▶ STATED PROBLEM
How many lines in the rows below contain the string "jersey", with case taken into account? Reply with the number alone.

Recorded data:
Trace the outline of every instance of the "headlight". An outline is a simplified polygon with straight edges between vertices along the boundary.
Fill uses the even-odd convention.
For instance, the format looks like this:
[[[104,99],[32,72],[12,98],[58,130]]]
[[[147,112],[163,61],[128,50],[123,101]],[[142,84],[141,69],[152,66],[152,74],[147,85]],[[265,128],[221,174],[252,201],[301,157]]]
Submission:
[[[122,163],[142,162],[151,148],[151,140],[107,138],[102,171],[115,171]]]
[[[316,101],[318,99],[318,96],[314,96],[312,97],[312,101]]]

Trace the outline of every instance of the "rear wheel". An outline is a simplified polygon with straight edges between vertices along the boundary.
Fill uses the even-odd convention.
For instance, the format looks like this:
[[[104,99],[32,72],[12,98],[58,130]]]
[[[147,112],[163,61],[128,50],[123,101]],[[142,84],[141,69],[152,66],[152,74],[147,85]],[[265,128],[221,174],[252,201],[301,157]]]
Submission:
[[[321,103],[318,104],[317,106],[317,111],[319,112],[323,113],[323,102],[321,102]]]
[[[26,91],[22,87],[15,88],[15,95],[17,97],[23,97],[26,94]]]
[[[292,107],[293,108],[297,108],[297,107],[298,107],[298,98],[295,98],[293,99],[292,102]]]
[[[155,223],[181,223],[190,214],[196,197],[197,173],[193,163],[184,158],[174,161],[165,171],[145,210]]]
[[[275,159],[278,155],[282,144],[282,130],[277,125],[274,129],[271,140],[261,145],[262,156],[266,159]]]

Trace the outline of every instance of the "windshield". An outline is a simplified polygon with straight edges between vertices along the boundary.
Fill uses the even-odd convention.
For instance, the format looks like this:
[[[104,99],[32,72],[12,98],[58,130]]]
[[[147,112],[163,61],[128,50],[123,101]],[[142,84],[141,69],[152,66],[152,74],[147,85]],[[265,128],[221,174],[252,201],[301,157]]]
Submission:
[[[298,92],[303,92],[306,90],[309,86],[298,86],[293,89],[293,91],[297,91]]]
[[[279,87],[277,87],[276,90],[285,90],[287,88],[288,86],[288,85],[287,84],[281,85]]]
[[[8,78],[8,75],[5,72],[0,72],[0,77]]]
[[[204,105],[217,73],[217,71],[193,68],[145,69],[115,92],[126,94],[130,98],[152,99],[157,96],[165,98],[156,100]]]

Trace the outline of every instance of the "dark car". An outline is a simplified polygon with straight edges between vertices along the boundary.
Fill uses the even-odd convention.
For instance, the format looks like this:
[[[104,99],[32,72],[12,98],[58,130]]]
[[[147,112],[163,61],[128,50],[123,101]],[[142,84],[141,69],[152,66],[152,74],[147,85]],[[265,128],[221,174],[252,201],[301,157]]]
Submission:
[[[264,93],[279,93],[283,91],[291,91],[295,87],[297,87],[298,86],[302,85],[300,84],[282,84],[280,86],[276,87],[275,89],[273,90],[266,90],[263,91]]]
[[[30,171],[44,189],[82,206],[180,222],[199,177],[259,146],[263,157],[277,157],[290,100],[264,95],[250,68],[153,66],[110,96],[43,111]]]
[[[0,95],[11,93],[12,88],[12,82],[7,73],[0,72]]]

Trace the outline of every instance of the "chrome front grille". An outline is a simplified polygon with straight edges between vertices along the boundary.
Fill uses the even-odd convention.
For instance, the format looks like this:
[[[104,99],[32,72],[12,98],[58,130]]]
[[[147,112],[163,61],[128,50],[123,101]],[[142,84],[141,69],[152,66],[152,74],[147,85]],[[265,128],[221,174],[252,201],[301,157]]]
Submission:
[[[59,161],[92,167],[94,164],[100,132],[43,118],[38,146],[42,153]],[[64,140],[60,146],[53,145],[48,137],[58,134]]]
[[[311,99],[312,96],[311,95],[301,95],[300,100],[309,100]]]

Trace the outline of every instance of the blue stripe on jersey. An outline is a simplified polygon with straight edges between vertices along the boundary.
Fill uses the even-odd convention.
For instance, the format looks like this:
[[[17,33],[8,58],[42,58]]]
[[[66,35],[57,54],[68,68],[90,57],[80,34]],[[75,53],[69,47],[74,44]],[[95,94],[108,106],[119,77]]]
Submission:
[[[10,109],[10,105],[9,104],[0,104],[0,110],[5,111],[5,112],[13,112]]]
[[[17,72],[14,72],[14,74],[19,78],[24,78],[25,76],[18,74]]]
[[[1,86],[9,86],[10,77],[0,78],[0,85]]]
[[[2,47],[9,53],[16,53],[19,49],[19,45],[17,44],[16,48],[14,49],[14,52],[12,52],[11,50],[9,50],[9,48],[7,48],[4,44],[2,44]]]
---
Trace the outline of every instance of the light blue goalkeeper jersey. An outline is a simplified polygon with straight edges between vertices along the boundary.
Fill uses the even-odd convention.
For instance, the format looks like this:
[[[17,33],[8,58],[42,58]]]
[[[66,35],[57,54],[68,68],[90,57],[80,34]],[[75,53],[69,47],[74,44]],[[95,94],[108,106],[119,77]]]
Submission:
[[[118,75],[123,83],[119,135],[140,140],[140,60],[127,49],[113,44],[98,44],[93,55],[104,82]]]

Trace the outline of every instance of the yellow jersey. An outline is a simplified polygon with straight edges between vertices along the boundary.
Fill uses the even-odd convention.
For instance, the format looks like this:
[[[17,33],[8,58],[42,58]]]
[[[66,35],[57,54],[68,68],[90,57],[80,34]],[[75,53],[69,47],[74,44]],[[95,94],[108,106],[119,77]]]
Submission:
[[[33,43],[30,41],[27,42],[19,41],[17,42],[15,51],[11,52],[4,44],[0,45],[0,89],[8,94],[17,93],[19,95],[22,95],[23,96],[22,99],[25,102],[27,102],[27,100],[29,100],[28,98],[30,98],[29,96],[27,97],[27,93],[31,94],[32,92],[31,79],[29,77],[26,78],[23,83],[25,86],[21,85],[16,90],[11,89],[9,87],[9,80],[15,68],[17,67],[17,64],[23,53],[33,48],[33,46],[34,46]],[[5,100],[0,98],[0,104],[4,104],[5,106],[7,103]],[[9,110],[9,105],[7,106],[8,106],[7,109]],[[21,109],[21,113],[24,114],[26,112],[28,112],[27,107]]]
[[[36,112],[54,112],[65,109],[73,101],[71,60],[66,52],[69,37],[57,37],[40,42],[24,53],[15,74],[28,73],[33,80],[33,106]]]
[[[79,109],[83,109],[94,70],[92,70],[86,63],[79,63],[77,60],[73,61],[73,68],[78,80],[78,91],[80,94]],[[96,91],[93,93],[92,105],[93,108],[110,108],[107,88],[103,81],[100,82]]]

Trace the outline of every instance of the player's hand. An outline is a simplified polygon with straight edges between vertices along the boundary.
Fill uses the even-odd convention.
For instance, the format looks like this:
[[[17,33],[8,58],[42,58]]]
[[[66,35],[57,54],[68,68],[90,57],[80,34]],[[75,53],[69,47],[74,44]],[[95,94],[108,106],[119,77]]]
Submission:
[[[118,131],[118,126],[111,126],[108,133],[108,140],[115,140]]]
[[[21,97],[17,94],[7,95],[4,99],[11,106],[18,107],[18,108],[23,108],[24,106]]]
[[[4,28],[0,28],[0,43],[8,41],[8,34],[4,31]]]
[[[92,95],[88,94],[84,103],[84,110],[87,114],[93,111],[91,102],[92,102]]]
...
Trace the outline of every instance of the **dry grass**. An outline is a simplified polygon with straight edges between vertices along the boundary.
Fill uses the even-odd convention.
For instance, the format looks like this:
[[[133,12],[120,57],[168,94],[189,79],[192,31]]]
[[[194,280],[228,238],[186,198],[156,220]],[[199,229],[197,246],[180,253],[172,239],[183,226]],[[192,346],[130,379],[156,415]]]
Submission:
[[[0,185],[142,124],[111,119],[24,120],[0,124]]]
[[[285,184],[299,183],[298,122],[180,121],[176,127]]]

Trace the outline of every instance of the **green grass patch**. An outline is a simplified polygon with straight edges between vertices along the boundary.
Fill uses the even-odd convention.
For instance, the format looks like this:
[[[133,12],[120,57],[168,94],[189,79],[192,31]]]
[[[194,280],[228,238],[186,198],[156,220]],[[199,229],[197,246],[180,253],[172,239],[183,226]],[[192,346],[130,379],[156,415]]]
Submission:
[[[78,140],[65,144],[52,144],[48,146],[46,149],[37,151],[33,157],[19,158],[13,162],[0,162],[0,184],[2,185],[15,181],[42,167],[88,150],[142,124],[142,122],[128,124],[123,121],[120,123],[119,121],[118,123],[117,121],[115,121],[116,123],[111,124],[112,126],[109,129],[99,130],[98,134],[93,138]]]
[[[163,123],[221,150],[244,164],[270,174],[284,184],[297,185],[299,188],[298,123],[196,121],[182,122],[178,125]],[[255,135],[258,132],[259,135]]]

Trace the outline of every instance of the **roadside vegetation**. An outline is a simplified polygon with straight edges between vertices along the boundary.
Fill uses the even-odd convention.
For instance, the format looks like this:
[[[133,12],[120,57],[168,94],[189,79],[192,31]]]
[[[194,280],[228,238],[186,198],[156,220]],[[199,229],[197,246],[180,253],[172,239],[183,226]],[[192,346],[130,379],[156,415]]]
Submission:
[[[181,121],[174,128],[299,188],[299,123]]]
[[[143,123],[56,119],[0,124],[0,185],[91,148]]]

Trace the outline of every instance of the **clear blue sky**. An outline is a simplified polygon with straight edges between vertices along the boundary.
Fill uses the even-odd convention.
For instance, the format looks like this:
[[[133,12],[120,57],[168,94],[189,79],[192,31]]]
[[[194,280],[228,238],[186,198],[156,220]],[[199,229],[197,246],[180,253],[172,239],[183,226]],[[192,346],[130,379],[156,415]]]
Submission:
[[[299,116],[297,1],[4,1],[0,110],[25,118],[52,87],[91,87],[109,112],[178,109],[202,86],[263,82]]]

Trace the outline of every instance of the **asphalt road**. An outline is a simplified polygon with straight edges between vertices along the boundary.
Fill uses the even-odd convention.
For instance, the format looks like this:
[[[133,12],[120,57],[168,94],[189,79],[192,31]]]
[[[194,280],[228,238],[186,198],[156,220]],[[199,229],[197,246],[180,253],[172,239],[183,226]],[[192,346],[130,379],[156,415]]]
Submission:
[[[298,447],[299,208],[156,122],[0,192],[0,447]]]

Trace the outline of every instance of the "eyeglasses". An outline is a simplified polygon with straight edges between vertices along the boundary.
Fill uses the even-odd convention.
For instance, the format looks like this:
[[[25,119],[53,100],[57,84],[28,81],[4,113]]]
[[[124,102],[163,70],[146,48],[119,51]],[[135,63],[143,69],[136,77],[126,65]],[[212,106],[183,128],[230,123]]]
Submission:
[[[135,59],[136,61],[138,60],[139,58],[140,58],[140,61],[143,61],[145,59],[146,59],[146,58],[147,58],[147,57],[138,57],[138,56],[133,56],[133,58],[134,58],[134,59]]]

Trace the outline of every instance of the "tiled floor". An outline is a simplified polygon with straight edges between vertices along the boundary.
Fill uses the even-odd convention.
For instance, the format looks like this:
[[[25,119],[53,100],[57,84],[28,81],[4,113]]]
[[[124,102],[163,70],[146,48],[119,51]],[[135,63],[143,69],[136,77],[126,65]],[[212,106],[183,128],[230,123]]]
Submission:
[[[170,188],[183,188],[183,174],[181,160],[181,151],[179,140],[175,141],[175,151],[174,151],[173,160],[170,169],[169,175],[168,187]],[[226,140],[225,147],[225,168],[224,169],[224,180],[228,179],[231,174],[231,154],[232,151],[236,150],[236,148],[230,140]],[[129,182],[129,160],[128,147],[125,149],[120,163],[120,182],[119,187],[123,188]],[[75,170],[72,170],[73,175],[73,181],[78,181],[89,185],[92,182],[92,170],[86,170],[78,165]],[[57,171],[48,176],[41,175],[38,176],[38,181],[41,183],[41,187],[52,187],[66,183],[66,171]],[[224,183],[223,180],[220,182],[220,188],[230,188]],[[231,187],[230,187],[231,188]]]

▶ SOLUTION FOR THIS PROBLEM
3